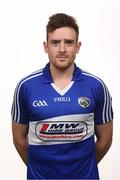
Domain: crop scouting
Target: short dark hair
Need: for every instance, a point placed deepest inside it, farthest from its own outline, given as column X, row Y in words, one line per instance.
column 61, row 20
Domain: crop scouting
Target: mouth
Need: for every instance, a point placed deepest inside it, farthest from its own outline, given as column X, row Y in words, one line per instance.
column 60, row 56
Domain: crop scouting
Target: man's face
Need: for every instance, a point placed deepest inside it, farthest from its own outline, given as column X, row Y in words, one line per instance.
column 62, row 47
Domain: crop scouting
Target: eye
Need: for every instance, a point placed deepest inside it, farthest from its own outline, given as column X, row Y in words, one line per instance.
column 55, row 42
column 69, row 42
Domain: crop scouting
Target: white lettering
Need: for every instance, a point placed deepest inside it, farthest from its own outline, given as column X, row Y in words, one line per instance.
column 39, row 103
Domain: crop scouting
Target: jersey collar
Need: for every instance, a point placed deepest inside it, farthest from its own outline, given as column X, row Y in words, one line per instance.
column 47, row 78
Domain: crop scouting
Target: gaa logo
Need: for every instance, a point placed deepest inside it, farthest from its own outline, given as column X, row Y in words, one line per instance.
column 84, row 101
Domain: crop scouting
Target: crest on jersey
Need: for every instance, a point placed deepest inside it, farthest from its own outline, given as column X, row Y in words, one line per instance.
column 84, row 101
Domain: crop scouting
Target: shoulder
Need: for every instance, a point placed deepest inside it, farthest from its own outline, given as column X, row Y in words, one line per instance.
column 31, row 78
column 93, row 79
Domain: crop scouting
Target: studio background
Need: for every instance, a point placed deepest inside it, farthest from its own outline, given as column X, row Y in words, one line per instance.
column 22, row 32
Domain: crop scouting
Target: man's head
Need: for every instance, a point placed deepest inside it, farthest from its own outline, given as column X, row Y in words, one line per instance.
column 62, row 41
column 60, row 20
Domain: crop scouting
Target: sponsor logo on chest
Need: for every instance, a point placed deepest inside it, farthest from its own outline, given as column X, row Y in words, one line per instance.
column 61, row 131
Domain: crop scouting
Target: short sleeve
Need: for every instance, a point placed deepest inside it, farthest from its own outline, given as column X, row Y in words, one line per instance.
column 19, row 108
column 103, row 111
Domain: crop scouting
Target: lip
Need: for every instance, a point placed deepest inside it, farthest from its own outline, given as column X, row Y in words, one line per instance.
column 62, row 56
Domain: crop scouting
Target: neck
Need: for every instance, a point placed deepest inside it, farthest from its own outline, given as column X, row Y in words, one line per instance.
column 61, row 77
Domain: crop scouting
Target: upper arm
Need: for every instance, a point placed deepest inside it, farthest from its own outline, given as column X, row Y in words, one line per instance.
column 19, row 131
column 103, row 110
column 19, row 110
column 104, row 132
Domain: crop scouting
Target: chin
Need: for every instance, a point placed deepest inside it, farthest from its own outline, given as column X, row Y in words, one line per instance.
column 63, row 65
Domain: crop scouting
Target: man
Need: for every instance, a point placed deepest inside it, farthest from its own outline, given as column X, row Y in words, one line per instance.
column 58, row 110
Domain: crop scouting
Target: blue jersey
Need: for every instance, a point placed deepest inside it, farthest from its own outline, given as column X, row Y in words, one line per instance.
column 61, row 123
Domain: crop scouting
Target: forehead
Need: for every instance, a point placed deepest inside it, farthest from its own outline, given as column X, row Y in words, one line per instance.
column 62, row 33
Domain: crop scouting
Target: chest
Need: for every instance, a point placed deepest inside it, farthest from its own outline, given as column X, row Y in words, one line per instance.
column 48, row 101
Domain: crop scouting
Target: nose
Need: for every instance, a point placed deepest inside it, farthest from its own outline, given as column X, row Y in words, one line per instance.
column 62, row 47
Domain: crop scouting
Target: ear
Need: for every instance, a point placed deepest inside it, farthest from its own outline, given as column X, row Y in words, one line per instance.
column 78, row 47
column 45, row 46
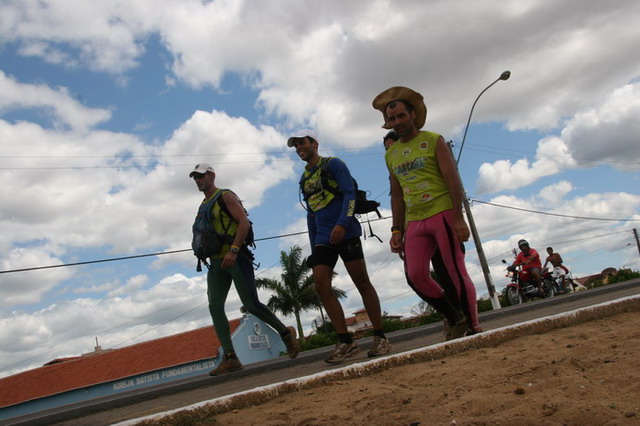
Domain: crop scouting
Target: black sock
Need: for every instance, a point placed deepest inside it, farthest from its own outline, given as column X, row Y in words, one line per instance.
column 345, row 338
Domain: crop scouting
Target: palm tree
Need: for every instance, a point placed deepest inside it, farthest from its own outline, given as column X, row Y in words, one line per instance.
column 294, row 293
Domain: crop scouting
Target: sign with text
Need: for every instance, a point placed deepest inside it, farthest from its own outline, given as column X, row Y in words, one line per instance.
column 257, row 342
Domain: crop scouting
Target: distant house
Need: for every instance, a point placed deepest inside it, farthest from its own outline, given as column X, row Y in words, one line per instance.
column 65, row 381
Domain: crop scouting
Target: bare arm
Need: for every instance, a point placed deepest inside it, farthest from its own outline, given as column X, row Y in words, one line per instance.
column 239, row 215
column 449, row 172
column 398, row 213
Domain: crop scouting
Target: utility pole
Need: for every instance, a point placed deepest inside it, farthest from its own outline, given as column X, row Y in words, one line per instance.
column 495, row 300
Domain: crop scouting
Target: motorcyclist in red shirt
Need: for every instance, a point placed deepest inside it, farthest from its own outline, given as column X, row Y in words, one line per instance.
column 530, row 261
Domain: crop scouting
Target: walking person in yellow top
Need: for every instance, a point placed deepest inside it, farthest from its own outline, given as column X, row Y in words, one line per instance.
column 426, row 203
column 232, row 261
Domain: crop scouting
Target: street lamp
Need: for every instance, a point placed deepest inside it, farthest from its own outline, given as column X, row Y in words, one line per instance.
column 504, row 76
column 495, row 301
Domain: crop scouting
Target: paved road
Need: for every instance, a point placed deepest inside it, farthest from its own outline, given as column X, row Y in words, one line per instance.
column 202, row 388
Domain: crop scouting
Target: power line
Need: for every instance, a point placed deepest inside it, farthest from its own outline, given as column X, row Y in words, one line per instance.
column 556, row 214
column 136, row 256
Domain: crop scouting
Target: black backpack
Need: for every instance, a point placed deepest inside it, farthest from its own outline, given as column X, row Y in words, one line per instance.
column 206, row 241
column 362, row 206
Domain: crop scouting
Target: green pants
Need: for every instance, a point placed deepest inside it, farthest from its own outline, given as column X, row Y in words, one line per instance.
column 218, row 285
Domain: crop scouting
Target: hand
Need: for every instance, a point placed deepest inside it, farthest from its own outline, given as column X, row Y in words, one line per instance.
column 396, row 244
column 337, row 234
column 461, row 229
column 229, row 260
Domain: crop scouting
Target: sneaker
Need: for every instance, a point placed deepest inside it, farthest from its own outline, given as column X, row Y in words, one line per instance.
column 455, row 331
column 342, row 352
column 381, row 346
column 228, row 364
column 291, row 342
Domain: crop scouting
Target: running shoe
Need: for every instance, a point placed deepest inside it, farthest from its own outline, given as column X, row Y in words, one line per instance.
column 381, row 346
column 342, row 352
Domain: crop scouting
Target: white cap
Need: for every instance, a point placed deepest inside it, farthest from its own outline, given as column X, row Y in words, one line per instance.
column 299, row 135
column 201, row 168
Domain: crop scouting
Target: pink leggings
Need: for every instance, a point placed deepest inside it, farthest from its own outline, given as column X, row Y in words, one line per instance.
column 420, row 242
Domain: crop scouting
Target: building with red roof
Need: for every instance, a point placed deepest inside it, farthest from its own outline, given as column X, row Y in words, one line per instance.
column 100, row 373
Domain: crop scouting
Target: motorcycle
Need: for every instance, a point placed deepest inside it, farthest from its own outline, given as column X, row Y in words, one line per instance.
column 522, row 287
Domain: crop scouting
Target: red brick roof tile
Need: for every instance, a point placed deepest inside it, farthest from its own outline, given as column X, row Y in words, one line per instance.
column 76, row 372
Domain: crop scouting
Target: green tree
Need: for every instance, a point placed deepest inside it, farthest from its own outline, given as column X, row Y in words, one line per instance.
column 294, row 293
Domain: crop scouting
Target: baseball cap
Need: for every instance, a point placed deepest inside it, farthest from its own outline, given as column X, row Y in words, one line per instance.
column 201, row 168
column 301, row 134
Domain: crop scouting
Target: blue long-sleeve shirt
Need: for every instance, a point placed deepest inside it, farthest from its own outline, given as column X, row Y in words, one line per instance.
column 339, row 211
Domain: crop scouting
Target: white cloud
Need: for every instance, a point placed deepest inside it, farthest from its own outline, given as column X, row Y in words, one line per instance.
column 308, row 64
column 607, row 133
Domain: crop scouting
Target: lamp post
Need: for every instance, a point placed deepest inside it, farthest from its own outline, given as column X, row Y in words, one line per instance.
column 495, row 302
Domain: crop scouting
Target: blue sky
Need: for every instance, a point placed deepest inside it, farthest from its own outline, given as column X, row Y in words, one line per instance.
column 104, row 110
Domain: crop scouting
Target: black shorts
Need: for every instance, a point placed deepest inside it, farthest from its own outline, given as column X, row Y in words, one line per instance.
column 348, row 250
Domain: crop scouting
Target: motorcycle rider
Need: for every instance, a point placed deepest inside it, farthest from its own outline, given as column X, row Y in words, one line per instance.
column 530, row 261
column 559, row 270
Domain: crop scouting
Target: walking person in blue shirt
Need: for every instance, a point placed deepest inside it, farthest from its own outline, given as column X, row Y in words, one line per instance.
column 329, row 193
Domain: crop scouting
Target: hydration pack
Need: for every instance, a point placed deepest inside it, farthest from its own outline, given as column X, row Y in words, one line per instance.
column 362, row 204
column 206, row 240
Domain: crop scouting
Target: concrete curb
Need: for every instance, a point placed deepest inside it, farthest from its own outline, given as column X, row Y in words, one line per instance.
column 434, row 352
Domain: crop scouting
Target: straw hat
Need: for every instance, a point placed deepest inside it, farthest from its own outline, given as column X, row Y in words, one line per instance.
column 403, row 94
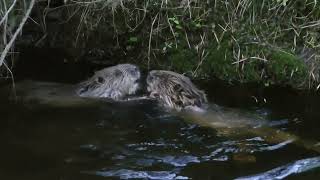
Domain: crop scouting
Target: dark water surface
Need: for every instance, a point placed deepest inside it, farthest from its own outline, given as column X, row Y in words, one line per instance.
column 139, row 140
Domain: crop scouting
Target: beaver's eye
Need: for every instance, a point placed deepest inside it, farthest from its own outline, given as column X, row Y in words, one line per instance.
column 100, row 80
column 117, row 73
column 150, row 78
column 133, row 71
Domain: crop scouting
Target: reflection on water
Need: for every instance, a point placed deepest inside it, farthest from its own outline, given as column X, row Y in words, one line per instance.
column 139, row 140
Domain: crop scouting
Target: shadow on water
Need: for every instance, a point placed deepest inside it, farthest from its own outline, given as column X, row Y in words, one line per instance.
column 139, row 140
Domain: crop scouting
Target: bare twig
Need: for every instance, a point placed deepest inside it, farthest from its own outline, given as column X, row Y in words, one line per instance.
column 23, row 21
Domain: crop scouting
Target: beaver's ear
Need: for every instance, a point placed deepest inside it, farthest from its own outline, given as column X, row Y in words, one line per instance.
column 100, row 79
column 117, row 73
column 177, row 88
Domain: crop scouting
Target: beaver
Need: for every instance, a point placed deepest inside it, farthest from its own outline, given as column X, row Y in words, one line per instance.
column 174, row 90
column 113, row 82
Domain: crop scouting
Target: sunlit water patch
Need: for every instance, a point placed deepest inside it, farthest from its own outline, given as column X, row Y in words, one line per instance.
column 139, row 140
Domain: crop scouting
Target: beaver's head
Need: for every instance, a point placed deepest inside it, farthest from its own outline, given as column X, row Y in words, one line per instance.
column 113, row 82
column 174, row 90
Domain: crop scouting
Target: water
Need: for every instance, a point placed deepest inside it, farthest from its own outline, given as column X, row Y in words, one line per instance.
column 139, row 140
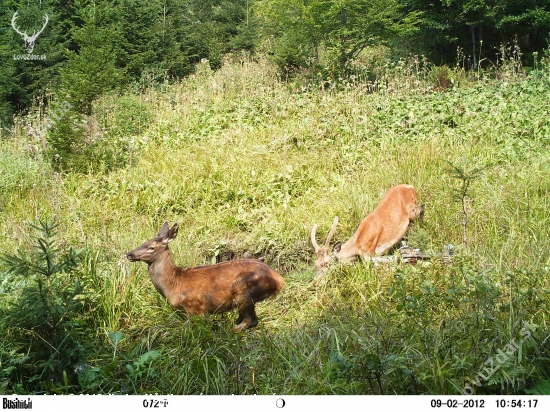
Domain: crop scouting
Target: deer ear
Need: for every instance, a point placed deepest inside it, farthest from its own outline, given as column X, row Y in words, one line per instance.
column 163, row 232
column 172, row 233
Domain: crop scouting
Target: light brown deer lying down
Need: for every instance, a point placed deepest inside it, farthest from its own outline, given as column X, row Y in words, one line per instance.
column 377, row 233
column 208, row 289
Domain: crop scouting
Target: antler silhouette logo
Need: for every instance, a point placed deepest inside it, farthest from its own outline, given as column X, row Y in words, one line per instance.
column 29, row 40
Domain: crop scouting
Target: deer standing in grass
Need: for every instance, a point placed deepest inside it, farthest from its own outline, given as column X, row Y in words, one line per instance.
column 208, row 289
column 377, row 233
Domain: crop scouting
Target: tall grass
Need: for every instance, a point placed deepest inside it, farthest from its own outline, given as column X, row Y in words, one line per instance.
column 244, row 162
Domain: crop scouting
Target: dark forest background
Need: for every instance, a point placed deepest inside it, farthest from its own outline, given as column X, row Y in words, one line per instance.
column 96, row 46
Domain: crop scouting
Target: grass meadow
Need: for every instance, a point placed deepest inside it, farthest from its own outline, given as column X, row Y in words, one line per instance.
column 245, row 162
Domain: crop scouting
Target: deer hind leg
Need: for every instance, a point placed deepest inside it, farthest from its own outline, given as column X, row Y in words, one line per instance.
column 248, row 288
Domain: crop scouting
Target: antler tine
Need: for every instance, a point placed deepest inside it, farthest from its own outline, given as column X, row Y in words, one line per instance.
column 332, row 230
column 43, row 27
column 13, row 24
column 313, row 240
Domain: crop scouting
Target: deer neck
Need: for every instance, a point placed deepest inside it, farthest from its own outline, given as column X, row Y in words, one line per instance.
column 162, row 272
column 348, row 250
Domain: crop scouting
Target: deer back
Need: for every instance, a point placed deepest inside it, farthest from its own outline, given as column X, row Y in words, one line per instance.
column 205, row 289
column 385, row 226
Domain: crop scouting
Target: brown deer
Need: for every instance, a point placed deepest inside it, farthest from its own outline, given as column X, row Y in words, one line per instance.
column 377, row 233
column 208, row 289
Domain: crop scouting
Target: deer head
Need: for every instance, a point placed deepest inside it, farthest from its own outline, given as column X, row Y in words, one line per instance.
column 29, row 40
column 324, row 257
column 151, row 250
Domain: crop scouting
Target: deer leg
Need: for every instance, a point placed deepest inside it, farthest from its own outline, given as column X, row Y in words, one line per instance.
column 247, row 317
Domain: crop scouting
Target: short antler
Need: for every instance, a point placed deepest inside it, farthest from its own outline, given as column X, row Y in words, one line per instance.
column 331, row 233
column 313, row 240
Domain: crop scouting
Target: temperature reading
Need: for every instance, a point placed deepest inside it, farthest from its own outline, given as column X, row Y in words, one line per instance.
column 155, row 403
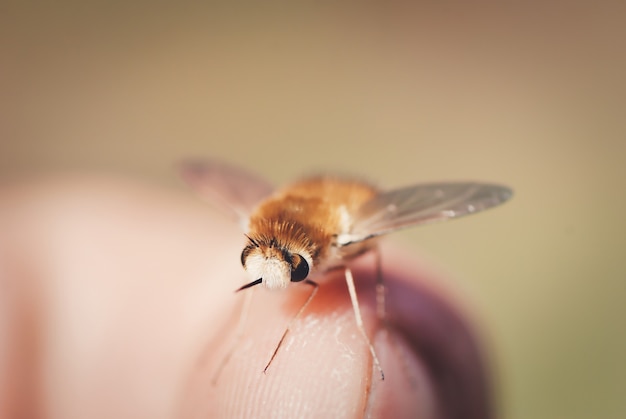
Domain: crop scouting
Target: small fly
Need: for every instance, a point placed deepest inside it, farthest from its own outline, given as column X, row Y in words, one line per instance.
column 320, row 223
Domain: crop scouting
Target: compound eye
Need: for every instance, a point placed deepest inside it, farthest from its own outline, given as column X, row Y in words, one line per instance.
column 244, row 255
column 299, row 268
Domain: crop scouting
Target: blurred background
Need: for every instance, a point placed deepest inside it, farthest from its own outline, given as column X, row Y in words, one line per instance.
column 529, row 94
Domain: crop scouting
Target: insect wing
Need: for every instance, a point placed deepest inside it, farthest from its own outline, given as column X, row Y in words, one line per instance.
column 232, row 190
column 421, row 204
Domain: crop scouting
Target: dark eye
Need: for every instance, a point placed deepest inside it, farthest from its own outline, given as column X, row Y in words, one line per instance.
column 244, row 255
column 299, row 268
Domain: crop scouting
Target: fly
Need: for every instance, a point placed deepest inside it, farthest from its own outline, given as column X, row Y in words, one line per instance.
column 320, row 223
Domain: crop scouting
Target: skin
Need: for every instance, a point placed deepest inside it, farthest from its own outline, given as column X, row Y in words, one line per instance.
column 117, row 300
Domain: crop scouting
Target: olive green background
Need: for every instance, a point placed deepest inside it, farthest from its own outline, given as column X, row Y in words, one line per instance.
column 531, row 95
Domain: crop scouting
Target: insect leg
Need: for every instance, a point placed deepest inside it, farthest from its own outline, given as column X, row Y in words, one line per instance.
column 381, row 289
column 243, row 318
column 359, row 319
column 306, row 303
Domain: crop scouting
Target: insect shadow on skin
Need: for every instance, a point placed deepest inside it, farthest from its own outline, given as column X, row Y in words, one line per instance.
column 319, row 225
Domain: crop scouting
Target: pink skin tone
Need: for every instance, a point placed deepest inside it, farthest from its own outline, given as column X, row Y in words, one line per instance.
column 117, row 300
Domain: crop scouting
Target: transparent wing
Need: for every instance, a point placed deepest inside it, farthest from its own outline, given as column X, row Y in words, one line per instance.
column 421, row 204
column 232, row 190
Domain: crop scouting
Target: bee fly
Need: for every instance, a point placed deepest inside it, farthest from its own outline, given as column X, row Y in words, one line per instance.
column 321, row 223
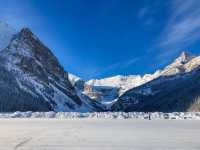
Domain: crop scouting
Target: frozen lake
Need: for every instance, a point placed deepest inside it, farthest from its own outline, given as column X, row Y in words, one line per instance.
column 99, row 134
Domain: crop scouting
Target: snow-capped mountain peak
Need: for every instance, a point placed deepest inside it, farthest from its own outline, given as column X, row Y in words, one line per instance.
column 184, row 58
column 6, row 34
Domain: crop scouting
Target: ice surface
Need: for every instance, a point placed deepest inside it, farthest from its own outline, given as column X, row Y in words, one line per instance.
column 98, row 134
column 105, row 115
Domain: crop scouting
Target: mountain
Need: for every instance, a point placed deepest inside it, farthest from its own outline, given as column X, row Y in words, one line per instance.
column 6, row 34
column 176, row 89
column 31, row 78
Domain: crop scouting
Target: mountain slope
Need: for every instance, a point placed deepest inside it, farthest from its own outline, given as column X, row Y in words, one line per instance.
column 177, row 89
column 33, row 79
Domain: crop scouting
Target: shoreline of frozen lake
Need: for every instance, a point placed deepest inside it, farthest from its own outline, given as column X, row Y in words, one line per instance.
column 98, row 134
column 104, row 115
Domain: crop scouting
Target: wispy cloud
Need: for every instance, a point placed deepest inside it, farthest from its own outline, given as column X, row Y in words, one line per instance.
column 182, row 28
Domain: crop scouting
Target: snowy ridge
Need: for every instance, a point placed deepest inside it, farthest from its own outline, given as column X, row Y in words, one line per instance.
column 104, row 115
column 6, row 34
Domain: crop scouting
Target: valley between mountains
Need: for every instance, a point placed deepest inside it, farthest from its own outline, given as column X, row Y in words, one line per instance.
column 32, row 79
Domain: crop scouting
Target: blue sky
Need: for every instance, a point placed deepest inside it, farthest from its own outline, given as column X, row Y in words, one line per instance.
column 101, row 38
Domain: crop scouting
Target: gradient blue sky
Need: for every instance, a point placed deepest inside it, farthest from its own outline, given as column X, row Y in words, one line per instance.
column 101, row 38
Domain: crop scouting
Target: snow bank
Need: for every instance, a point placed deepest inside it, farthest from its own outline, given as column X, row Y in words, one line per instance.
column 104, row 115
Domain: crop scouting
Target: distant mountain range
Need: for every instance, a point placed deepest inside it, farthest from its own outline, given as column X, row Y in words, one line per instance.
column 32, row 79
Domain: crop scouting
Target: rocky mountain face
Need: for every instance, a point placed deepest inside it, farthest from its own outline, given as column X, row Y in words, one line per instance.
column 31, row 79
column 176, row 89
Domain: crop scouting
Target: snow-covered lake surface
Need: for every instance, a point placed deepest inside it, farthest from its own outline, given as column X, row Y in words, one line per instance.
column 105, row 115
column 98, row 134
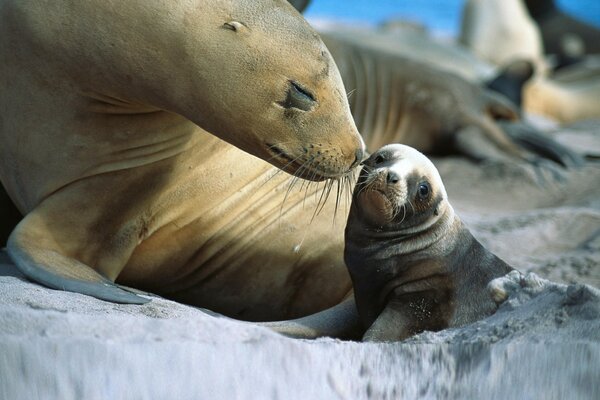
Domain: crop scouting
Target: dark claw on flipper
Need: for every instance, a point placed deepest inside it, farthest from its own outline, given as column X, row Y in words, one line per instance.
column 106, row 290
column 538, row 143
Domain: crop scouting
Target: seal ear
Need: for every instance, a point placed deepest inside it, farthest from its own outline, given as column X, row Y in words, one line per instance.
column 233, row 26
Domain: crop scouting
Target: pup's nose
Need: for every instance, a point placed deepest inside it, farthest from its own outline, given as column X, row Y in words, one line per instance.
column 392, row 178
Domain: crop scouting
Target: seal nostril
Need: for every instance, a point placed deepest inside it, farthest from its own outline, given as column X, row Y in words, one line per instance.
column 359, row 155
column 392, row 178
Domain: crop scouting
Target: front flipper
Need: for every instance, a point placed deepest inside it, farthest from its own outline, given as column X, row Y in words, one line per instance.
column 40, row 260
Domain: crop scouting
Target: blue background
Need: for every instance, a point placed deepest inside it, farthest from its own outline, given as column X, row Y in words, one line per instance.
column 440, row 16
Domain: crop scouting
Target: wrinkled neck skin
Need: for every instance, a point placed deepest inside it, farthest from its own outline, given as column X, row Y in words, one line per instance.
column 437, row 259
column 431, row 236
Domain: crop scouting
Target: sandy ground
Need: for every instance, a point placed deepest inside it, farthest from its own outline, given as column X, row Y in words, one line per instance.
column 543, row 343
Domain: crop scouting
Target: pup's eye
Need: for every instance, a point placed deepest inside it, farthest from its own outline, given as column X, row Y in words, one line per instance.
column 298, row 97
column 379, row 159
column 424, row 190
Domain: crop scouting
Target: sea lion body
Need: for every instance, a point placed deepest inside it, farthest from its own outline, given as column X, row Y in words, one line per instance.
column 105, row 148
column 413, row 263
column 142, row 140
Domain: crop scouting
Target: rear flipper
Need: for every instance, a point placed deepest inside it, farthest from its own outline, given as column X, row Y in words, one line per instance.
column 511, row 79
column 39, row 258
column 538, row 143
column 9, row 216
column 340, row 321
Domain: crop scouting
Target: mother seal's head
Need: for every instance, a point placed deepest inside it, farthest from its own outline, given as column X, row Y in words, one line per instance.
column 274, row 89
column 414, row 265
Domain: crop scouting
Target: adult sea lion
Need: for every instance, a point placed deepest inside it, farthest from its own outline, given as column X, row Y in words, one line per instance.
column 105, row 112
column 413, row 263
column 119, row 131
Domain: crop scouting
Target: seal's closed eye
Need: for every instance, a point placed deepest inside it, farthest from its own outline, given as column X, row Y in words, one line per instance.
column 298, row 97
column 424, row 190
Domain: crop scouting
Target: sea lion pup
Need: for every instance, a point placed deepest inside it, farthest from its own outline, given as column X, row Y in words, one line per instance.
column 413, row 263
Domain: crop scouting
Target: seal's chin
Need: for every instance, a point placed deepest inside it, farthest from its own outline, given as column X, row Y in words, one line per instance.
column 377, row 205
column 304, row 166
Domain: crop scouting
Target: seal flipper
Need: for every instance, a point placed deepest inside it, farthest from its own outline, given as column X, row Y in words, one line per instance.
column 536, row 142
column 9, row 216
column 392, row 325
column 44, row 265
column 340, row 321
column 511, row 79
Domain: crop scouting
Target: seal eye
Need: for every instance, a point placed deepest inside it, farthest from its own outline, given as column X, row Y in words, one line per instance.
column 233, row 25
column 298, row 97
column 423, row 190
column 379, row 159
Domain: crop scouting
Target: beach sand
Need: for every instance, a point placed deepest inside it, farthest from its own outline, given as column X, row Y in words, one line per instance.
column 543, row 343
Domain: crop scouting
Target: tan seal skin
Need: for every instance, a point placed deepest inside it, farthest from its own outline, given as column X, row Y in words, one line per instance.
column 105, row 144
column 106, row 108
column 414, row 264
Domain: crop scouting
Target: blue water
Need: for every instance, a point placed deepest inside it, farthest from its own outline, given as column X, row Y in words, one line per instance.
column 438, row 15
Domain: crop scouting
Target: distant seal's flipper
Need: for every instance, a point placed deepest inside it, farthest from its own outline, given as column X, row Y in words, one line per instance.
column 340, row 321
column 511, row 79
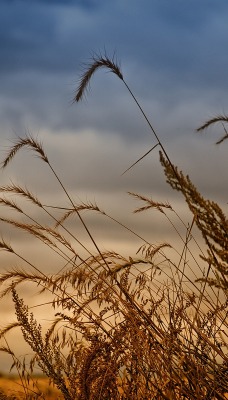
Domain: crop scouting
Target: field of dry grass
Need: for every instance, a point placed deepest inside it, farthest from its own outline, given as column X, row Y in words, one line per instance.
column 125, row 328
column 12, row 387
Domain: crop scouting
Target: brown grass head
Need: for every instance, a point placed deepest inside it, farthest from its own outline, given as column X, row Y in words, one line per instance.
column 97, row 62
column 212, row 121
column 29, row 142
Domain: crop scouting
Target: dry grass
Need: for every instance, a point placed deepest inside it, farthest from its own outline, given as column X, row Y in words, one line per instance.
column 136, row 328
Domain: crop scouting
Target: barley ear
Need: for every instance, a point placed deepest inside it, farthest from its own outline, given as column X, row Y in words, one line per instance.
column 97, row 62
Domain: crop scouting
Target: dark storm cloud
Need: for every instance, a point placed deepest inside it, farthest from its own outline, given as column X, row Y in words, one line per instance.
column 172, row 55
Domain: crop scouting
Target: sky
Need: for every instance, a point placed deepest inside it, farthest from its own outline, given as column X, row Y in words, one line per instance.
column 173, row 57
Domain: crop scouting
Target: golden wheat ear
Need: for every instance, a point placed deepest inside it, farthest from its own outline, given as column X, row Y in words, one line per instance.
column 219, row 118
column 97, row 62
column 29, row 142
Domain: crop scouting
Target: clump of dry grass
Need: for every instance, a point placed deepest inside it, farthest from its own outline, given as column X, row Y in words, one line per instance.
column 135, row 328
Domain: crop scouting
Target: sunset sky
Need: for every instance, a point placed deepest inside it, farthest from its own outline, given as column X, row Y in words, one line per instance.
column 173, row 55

= EXERCISE PROMPT =
Retype only the lines above between the line with "Target: sneaker" and the line with "Target: building with red roof", counting those two lines as well, and keep every character as it is.

= RESULT =
Target: sneaker
Need: for every instance, a point placed deepest inside it, farthest from its own outline, given as column X, row Y in words, one line per instance.
column 455, row 331
column 342, row 352
column 381, row 346
column 228, row 364
column 291, row 342
Domain: crop scouting
Target: running shoe
Need: for every instance, a point placed deepest inside it, farthest from its own outline, given as column X, row Y in words, one line per instance.
column 381, row 346
column 342, row 352
Domain: crop scouting
Target: white cap
Need: for every instance, a point placed deepest inside it, farthest from its own outline, given as column X, row Y in words, one line per instance.
column 299, row 135
column 201, row 168
Domain: crop scouting
Target: pink leggings
Need: for every instance, a point placed deepest inside it, farthest from its own outline, given as column X, row Y in words, one line per instance.
column 420, row 242
Domain: crop scouting
Target: building with red roof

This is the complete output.